◆ PROVIDED MATERIAL
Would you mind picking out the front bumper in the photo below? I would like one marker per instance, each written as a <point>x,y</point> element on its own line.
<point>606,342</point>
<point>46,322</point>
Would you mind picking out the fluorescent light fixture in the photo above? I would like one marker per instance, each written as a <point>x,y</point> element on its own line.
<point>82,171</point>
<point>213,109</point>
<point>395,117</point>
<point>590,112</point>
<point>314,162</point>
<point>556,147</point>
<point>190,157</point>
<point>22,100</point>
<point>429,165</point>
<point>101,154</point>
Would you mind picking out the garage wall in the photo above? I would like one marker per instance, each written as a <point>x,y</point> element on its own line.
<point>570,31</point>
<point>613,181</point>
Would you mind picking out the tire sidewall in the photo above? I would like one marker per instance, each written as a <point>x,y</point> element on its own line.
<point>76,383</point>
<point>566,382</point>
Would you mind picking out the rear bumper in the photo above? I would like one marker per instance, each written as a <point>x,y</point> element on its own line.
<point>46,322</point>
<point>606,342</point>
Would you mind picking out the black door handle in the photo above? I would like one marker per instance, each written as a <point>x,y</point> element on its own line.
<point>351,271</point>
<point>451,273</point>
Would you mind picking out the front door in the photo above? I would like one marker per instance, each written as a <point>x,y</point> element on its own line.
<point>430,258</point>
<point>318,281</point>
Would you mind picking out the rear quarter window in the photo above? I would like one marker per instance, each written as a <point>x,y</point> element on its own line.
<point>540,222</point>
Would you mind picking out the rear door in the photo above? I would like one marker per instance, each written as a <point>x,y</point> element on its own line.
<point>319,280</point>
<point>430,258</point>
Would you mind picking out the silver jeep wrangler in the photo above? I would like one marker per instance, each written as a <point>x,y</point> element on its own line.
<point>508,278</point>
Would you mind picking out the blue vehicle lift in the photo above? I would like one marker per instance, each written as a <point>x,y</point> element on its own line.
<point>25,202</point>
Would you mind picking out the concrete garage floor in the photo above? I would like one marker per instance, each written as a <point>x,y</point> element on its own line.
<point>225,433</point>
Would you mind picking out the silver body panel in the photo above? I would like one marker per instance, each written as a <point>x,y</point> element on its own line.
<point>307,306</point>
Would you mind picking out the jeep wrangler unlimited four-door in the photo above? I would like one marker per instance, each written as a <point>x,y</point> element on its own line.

◆ TASK BRIEF
Please reproduce the listing from the line containing "Would you mind picking out the concrete" through the end of the listing, that line included and requests kept, multiplying every x and y coordinate in the answers by 0.6 and rounding to whole numbers, with halves rounded up.

◆ ANSWER TO THIS TASK
Would you mind picking out the concrete garage floor in the photo above? I would like one marker per instance, each written as a <point>x,y</point> element on its own line.
<point>135,260</point>
Would you mind picking out the silver body panel in the photo above? I would like one marker per instance, each written as a <point>x,y</point> element on its own line.
<point>184,184</point>
Would you mind picking out the jeep wrangler unlimited four-door in the photo above? I would like one marker per instance, each written as a <point>x,y</point> element on its own line.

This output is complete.